### Extrait
'''
Dans
Derrière moi les oliviers, un sujet
tabou par excellence est abordé avec beaucoup de simplicité et de
profondeur : la collaboration de l’Armée du
Liban Sud avec Israël. Un film courageux que
la jeune cinéaste libanaise Pascale Abou Jamra tourne presque en famille. La
question n’est pas abordée de manière frontale ; pas de discours mais des situations où le
poids du passé se fait sentir à travers le vécu d’une jeune fille à peine
sortie de l’adolescence et de son petit frère qui reviennent au Liban après dix
ans d’absence passés dans le camp ennemi.
'''
Relevez toutes les personnes mentionnées dans l'extrait sur le film, en reprenant les mots qui les désignent. Les entrées qui suivent n'ont aucun rôle dans cet exercice.

Entrées de la collection
'''
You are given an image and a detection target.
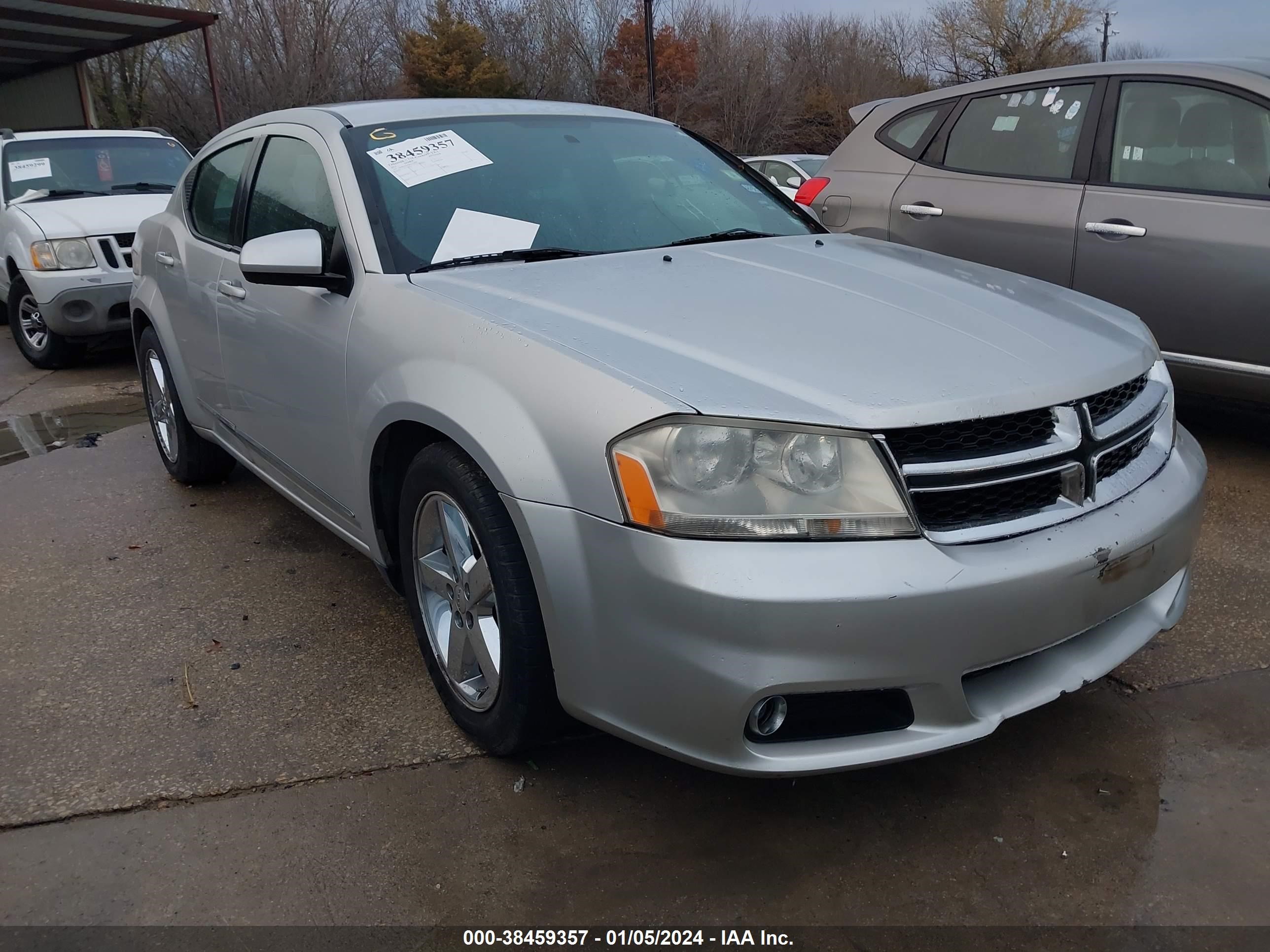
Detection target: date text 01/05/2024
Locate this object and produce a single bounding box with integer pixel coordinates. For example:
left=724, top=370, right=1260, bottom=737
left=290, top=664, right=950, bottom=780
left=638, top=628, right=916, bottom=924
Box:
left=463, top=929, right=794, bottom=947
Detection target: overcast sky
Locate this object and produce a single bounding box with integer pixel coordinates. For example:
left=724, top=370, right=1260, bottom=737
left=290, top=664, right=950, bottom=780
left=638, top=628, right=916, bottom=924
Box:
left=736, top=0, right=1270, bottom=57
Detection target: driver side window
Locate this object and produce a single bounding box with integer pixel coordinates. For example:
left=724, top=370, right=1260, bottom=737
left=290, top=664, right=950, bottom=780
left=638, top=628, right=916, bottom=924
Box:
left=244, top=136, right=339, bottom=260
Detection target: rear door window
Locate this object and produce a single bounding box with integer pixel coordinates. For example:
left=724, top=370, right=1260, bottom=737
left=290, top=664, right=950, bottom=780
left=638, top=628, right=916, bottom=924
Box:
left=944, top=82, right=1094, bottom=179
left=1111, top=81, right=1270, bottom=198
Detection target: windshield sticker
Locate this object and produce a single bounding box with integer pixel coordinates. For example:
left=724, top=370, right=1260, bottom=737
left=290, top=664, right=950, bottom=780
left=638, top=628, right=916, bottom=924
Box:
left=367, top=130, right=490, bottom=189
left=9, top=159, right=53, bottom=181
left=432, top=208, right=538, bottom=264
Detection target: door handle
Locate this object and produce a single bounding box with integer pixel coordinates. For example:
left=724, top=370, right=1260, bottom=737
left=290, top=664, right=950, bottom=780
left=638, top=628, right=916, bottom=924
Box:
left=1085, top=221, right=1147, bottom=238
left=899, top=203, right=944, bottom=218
'''
'''
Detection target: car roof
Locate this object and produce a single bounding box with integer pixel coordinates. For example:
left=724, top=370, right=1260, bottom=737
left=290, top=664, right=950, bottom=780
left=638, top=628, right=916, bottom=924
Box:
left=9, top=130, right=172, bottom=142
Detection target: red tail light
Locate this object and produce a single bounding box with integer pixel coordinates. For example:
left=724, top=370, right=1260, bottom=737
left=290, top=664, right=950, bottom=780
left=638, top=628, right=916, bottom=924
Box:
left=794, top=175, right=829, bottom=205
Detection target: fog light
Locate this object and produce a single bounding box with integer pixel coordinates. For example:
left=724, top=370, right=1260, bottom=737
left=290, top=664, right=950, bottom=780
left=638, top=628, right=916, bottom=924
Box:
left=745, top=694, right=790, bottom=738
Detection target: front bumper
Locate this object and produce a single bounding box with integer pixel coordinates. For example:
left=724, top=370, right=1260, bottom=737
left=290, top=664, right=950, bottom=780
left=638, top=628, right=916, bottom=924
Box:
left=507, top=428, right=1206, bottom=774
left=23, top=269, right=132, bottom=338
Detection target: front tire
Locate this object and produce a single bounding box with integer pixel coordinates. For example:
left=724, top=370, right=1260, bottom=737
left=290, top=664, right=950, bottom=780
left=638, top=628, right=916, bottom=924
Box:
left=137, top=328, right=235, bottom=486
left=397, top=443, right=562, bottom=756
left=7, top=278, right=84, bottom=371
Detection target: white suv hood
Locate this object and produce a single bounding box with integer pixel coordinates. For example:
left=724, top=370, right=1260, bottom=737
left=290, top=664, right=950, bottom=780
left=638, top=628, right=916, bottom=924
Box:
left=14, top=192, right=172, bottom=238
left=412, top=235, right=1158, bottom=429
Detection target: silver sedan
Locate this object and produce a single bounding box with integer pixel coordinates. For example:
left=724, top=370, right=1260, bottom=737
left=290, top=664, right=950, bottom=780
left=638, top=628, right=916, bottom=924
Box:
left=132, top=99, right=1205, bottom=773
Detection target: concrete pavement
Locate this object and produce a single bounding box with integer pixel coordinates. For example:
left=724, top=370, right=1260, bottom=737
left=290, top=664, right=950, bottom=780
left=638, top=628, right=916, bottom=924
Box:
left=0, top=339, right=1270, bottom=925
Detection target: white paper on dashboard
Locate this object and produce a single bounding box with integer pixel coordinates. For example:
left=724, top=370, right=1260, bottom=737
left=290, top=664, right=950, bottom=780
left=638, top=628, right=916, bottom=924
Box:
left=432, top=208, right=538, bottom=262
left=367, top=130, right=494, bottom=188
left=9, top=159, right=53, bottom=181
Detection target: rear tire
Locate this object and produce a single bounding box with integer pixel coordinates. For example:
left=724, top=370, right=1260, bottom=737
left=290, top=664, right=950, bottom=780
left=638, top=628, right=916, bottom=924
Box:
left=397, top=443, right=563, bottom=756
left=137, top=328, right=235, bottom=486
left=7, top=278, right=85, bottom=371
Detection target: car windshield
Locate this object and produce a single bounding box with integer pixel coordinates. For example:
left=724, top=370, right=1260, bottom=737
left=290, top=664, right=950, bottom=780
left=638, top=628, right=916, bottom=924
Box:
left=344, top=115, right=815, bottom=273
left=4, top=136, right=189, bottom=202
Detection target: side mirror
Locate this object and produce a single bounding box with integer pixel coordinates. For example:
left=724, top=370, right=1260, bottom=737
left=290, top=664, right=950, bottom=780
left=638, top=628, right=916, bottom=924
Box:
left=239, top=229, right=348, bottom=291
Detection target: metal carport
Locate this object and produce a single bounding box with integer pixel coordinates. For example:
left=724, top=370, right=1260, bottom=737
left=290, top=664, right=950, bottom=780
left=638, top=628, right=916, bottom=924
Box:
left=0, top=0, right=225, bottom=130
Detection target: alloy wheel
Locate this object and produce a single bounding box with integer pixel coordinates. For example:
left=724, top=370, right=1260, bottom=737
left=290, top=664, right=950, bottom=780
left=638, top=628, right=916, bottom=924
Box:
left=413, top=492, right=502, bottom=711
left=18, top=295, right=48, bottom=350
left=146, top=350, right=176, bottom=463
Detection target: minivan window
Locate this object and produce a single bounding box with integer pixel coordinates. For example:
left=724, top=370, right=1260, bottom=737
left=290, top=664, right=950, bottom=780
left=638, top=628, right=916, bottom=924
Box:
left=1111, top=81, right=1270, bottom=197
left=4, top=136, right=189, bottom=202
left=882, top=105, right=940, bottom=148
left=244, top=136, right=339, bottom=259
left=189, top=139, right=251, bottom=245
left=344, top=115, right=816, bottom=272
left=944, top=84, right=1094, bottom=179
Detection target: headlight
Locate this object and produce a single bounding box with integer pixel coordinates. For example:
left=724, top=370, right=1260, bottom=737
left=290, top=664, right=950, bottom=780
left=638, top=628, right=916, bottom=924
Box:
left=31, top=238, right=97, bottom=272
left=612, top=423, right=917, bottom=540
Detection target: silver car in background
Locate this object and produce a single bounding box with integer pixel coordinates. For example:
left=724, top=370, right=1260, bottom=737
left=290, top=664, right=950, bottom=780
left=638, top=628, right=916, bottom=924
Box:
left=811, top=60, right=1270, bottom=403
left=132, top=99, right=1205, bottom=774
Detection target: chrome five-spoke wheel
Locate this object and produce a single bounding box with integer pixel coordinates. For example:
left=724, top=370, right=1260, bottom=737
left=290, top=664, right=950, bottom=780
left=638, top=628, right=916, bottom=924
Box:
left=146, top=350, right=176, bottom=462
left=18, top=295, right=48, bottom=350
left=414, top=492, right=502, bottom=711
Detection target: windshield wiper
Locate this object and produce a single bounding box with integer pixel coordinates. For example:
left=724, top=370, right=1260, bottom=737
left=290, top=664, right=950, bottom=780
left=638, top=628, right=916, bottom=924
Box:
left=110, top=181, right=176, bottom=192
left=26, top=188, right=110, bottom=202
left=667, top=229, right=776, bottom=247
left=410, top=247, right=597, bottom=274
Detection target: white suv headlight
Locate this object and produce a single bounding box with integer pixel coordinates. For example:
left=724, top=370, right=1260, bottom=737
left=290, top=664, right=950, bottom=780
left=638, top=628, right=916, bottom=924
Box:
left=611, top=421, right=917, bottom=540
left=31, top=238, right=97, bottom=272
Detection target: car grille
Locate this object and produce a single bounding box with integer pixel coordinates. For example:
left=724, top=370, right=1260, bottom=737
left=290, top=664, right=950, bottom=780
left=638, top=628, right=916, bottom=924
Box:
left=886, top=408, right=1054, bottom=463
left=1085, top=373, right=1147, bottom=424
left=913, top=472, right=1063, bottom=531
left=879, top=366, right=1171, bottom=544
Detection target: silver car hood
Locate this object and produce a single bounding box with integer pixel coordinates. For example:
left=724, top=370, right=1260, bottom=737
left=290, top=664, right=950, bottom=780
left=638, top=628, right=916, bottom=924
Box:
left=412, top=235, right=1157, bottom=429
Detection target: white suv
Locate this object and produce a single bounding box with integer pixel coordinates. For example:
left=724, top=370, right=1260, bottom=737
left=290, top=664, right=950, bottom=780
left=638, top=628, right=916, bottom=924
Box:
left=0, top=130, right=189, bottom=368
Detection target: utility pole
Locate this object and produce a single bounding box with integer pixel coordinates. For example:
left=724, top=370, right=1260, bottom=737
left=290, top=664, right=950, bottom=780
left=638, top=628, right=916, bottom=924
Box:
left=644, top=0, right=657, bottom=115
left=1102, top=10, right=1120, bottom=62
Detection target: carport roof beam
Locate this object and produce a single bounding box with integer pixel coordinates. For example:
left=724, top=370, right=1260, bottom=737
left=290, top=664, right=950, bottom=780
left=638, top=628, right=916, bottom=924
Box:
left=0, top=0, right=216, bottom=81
'''
'''
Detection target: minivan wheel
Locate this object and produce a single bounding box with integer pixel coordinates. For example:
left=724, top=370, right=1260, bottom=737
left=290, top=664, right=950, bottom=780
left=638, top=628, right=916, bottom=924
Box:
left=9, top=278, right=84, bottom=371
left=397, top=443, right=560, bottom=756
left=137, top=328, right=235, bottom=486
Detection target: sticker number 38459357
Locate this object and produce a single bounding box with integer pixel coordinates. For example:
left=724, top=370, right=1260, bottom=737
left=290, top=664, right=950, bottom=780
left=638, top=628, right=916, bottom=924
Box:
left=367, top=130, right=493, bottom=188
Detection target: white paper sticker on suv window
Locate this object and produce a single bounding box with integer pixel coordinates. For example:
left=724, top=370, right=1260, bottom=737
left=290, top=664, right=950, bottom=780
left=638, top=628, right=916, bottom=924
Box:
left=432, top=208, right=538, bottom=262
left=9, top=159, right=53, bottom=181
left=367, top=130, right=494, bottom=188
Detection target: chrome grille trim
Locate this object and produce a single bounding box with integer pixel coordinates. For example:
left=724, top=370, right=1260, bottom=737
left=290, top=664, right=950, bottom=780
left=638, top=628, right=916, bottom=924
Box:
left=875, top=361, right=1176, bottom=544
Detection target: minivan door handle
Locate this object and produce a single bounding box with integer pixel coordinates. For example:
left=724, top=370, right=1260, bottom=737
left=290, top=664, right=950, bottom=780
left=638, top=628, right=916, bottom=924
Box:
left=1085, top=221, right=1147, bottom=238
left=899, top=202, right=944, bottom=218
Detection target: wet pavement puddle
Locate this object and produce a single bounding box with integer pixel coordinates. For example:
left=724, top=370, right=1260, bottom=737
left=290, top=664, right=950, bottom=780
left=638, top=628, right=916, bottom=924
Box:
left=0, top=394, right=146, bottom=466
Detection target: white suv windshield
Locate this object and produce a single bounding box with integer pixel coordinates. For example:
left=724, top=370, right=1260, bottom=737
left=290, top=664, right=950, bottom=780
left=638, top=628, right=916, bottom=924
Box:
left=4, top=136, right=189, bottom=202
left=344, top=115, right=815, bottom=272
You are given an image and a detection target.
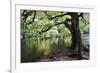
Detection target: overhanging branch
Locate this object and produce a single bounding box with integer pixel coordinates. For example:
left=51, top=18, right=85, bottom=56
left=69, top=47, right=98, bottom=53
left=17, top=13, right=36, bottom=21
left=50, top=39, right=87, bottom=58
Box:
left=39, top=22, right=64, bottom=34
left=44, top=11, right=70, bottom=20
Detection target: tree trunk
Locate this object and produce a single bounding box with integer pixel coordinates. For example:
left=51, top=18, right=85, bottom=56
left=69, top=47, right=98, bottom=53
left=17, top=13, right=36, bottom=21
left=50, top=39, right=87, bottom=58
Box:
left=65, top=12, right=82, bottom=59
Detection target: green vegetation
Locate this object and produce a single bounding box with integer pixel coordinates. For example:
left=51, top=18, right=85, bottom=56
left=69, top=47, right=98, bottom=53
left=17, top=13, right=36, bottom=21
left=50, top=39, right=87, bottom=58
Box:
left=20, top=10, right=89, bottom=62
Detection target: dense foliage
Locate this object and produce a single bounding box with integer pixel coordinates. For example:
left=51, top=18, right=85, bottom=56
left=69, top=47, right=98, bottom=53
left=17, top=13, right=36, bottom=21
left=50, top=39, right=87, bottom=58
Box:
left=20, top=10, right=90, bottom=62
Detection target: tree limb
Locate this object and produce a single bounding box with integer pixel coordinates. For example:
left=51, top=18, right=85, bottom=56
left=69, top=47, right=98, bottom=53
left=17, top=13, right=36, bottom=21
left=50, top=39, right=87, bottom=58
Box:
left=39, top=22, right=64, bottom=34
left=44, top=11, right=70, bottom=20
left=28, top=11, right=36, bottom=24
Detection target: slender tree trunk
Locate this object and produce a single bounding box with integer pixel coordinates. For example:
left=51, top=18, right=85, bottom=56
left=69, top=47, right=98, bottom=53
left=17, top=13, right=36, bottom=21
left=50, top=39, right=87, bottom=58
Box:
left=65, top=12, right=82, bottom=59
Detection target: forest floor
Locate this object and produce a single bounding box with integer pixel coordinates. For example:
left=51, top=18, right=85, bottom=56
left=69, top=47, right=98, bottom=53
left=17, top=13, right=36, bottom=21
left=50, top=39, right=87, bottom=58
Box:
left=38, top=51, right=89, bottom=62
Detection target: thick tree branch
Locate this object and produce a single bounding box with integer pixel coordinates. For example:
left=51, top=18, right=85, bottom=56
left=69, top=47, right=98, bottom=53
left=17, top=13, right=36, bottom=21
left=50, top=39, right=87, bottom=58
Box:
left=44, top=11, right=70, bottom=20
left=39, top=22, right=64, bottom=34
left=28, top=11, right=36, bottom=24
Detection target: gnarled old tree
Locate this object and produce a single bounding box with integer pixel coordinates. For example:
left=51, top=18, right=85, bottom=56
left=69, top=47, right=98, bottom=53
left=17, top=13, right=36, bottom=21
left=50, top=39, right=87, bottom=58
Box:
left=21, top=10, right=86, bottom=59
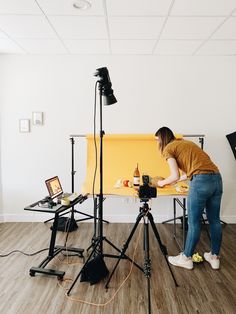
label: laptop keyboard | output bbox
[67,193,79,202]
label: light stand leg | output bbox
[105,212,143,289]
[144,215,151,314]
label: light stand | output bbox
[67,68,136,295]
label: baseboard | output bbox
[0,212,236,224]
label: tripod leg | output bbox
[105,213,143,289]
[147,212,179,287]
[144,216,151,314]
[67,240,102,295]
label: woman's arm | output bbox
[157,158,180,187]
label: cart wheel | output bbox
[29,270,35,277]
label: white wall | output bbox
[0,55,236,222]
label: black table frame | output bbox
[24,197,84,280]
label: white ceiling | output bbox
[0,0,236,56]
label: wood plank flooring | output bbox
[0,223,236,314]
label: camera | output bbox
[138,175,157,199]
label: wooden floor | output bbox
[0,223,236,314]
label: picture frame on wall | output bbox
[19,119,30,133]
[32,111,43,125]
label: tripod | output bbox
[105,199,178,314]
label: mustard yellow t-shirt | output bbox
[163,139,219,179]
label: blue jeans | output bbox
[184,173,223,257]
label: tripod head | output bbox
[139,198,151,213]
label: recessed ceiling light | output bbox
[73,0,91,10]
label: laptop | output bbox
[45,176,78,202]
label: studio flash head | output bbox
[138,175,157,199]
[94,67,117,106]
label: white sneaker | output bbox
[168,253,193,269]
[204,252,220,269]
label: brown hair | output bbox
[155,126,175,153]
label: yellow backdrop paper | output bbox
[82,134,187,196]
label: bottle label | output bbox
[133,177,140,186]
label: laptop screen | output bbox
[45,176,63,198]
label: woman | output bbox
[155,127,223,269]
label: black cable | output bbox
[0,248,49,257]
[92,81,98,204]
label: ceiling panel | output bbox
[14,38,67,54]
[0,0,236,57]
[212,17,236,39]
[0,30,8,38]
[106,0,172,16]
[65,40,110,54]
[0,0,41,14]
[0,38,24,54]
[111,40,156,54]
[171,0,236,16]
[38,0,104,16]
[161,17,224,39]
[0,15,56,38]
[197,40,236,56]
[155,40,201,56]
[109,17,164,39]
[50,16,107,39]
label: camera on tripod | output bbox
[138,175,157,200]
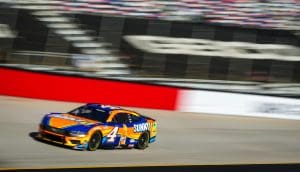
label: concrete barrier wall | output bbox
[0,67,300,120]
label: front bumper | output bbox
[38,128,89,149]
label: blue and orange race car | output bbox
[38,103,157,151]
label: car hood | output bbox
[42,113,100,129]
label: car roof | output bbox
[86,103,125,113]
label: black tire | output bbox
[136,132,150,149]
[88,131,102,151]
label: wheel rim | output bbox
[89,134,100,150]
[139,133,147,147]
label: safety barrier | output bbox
'''
### Corrigé
- la jeune cinéaste libanaise Pascale Abou Jamra
- une jeune fille à peine sortie de l'adolescence
- son petit frère